Labeled-object pointing entries
* begin *

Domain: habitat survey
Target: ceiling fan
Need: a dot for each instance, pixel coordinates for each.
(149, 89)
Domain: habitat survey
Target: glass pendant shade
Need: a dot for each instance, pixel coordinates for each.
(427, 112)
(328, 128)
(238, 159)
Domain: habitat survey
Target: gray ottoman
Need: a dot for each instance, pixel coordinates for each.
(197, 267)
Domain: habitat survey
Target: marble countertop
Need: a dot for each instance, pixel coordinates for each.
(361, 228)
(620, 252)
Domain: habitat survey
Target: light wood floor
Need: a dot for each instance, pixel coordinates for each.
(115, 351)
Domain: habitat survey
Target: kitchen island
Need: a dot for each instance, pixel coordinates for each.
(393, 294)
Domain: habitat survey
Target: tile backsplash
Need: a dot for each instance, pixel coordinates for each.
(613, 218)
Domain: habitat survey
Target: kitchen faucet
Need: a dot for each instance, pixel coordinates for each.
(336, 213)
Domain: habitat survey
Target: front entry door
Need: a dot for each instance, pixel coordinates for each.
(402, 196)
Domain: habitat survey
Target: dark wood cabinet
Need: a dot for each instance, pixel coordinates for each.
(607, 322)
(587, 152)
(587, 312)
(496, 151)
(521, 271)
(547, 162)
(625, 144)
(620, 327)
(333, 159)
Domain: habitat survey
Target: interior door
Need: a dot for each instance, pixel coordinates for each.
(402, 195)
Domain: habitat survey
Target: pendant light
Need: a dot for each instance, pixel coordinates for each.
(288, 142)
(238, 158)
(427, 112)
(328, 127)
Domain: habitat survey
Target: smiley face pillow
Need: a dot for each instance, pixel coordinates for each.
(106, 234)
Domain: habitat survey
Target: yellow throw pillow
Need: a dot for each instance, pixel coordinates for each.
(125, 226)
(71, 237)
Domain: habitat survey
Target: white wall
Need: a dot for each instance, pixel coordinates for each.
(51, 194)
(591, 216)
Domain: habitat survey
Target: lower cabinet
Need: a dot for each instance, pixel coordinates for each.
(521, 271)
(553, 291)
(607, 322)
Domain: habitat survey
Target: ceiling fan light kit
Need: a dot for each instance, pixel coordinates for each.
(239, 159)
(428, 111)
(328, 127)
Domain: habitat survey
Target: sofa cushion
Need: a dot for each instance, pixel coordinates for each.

* end *
* begin *

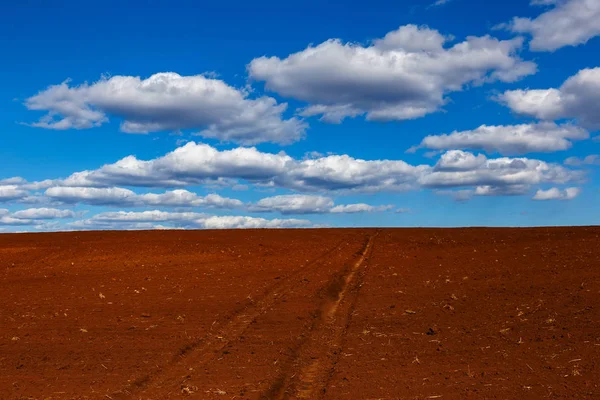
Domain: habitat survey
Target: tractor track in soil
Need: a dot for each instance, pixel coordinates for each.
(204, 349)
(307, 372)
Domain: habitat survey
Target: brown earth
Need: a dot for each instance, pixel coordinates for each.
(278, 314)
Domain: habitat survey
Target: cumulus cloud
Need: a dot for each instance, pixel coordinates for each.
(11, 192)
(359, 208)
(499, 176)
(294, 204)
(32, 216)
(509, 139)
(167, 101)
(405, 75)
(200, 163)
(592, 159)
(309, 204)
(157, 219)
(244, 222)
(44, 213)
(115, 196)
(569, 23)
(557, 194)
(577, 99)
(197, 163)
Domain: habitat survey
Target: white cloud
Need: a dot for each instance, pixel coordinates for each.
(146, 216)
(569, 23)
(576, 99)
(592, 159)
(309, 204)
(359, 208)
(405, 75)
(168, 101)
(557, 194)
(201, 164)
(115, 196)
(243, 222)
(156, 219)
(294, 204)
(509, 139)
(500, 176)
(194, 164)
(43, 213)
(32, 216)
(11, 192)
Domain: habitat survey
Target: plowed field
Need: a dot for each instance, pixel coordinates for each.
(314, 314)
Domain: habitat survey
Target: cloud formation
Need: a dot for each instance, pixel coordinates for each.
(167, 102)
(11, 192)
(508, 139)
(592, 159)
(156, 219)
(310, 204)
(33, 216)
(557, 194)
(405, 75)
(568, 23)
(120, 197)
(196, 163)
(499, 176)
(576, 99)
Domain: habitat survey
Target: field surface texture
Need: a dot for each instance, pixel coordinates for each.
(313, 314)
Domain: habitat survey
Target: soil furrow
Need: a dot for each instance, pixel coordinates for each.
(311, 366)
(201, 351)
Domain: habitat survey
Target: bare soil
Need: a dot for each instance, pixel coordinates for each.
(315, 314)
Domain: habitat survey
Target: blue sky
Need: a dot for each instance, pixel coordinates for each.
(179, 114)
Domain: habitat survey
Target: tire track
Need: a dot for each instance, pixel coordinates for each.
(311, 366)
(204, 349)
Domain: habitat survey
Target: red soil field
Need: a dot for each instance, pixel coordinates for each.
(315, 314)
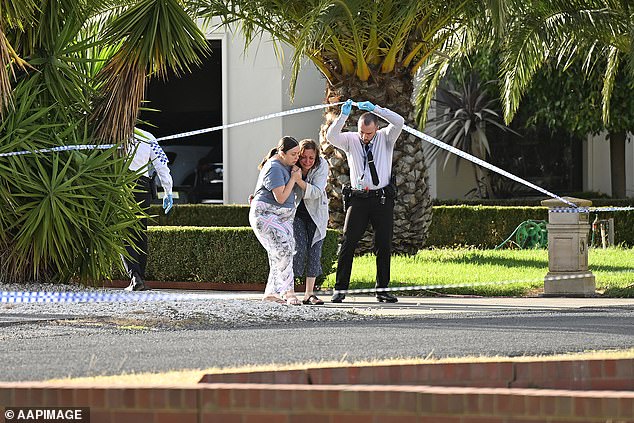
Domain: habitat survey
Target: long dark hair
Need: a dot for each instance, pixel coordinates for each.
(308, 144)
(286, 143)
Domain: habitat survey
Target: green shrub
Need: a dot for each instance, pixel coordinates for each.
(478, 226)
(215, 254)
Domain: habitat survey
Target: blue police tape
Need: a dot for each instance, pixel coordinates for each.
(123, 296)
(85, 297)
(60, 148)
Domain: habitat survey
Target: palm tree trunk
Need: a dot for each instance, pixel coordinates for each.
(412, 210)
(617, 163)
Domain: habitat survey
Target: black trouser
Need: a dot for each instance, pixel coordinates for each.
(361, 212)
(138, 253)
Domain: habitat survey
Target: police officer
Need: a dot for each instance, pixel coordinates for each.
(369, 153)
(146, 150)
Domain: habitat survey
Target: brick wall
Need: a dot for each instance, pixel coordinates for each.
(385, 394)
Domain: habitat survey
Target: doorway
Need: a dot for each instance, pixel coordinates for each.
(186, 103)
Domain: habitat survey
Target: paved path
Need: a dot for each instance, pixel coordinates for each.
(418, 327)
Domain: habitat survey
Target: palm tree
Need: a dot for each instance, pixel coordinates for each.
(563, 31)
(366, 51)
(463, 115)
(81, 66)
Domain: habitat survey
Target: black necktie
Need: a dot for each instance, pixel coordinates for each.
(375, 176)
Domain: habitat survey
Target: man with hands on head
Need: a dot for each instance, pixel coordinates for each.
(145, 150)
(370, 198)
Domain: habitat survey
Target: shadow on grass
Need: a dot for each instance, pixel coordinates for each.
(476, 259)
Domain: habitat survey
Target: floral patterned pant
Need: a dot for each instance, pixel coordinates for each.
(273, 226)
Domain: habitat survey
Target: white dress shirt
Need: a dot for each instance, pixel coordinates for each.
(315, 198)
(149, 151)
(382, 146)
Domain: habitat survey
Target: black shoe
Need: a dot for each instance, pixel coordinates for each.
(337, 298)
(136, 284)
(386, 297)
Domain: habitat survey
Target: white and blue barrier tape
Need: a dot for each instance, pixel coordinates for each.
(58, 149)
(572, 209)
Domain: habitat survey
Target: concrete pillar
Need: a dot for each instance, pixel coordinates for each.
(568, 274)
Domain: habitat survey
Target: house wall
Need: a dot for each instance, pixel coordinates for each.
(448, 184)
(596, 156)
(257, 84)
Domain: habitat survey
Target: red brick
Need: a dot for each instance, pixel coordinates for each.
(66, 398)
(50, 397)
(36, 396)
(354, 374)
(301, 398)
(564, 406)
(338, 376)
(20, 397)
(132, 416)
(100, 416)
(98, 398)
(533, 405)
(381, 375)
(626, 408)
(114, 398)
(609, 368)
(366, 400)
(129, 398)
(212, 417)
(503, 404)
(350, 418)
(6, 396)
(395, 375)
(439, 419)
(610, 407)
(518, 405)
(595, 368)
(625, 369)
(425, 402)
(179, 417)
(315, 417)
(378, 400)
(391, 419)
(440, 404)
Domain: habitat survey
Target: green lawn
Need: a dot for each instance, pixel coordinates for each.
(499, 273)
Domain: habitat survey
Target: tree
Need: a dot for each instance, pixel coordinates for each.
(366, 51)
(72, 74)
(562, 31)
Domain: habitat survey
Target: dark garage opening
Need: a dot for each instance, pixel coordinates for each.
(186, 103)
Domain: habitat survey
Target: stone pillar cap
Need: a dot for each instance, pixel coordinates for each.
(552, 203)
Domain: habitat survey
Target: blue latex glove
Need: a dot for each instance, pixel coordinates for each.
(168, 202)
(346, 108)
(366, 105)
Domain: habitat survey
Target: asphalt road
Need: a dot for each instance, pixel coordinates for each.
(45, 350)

* end *
* begin *

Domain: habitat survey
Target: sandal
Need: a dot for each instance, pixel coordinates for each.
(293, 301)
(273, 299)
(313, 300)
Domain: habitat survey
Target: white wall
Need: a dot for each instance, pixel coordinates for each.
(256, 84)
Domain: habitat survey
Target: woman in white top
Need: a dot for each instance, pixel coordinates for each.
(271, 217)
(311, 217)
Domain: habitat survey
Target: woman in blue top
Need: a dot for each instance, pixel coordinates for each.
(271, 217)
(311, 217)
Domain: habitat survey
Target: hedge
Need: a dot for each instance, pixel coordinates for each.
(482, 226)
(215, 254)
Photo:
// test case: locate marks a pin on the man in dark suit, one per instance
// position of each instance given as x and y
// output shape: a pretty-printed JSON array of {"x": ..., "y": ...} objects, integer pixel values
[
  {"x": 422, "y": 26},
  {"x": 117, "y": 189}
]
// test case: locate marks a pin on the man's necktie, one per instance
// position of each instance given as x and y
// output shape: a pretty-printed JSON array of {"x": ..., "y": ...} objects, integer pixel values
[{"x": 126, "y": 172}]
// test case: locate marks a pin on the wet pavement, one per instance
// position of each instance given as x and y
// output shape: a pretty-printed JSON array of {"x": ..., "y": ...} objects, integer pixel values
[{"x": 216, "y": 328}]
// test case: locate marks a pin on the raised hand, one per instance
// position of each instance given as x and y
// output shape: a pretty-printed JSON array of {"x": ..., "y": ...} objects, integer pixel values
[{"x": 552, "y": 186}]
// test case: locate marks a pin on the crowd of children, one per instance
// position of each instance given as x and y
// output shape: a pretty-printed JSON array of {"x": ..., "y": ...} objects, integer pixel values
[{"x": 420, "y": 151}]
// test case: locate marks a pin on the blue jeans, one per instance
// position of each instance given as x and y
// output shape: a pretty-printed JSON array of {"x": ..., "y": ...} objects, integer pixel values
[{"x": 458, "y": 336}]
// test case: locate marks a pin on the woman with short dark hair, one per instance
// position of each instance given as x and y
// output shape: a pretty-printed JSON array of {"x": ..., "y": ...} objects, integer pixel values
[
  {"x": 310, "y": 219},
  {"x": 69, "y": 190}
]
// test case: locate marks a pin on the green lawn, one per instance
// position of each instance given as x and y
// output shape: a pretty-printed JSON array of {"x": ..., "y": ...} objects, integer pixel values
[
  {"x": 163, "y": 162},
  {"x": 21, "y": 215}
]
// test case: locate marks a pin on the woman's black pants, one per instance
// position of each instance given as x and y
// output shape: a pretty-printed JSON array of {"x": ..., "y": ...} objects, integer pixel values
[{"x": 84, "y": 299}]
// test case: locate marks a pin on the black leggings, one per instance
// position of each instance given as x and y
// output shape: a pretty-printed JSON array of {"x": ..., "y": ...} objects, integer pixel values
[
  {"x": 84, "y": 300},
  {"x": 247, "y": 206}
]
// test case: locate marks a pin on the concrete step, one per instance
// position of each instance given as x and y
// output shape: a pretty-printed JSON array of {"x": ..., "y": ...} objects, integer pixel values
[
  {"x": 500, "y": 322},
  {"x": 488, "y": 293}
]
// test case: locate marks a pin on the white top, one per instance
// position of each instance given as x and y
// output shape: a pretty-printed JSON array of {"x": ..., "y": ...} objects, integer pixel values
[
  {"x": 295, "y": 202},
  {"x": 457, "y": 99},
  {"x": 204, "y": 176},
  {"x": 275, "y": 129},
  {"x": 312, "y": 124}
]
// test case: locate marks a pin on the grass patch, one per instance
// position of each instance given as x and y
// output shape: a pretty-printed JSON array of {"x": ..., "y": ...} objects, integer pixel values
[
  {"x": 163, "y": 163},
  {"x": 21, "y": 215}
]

* end *

● **Written request**: From the material above, return every line that contains the word "white", copying each line in full.

● **Answer**:
Target: white wall
Target: white cloud
Target: white dress shirt
Target: white and blue barrier tape
Target: white wall
Target: woman in white top
// test case: locate marks a pin on the white top, one per instance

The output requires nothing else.